## Data provided
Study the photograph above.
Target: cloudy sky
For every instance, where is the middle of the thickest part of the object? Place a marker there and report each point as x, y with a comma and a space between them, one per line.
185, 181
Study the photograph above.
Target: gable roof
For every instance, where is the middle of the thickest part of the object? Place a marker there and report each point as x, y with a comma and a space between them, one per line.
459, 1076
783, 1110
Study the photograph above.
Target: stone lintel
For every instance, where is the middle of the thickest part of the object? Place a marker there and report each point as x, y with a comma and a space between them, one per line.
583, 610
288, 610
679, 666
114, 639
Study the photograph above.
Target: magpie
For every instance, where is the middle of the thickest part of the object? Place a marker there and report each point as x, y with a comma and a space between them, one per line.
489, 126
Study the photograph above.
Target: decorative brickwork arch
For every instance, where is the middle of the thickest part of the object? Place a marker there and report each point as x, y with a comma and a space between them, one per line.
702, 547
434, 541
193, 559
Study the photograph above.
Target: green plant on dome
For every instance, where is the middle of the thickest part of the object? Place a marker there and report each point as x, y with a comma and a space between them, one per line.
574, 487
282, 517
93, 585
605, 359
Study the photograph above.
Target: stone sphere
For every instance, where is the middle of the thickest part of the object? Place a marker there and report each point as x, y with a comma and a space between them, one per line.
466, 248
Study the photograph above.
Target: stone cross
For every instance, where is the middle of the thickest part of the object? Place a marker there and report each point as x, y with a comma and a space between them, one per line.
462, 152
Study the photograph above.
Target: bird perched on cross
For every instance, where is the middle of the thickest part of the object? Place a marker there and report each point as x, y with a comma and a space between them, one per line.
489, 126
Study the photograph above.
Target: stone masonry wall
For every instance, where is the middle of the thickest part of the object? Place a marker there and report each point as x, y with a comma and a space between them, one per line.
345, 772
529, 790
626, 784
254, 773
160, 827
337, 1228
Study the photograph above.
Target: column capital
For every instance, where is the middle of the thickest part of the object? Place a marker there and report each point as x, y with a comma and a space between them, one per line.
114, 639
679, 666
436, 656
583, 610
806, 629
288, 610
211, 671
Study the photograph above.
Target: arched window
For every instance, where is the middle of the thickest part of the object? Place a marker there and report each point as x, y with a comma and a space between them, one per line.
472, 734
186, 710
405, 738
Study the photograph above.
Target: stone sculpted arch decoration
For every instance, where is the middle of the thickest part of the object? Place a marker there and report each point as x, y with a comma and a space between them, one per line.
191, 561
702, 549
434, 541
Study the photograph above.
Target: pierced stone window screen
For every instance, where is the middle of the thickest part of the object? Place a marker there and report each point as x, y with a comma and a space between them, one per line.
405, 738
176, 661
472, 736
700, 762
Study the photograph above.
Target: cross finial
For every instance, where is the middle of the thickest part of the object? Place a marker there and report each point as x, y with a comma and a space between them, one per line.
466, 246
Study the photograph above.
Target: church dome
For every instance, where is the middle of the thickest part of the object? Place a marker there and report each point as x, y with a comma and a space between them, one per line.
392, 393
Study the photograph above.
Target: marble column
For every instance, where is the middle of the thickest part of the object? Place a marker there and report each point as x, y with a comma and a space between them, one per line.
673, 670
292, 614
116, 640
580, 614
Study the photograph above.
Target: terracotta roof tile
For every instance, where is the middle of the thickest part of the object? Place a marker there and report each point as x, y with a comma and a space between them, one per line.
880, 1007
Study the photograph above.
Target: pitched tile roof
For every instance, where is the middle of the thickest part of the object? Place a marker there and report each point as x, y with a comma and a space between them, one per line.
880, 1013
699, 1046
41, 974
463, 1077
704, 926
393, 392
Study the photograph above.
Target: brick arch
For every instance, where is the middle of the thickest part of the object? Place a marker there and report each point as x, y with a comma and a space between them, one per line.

## The request
Extract each line from the rows above that contains the string "roof". Treat uppercase and lowercase letters as distinct.

## The response
Target: gable roof
Target: terracotta roof tile
Target: pitched tile roof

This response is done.